Can you rewrite the data from the line containing "Target: slate serving board" through the end of the data, inclusive, with "lit candle" changed to "burning candle" and nothing else altered?

|---|

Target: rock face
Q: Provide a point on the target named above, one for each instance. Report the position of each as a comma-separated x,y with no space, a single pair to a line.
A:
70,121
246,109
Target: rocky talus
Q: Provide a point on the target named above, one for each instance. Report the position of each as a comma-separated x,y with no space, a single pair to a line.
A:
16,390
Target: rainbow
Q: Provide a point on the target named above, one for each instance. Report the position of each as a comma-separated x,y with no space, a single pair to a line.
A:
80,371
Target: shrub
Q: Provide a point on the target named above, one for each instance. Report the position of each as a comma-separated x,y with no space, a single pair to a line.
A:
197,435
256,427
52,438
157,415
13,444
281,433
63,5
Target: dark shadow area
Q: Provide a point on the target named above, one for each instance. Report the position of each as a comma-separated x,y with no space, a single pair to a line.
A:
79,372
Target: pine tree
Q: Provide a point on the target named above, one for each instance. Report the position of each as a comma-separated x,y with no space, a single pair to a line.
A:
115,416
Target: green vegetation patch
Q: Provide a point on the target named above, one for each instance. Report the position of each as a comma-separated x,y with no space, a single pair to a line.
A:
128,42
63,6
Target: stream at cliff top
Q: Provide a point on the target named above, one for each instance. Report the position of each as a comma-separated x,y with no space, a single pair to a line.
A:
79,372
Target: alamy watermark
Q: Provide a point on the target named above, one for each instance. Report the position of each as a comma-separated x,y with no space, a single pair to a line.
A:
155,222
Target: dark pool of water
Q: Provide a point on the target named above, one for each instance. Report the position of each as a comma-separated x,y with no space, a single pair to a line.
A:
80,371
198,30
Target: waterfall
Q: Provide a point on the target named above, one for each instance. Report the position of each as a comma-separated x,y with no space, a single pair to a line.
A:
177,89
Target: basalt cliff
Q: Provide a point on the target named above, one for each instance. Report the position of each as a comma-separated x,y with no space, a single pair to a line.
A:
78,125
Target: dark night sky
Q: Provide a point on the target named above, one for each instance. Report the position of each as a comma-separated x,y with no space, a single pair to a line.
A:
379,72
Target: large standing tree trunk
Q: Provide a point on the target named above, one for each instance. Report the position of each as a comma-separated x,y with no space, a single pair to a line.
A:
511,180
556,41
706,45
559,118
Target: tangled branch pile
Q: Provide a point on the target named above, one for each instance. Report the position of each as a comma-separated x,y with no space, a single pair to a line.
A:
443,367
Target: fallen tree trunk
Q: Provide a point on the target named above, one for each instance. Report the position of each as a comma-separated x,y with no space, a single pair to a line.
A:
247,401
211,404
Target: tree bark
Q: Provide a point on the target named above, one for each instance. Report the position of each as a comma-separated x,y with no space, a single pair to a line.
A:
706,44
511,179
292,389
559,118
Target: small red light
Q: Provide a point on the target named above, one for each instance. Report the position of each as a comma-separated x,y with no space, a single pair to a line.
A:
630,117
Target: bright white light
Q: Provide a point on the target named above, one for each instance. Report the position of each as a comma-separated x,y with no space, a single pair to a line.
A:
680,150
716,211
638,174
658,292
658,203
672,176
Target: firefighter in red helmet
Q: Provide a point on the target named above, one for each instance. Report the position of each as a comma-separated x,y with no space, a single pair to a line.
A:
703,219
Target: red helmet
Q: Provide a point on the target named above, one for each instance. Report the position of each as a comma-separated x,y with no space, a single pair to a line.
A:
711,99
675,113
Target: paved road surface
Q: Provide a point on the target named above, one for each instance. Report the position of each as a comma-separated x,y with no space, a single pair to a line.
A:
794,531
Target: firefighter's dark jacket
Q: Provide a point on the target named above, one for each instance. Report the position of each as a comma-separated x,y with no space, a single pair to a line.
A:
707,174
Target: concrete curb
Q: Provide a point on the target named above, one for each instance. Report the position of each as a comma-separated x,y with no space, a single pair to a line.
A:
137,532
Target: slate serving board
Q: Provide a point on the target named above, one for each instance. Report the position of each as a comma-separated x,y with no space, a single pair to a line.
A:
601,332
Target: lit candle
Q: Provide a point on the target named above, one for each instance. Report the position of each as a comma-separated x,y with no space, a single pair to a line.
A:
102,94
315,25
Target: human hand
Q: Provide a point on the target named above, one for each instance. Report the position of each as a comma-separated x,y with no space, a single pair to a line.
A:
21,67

|---|

• Answer below
Target: slate serving board
Q: Provide a point on the target named above, one for each instance. Report the position of each as a comma-separated x,y with no space, a single pair to a line.
A:
601,332
Target: burning candle
Q: Provide a point on the target named above, one for each instance. Report the position of each as a comma-separated x,y with no space, a single pair to a line.
A:
102,94
315,25
Target: human hand
Q: Provide a point on the target named above, one for each instance. Report the position of each as a comma-separated x,y with no space, a single pair to a line.
A:
21,67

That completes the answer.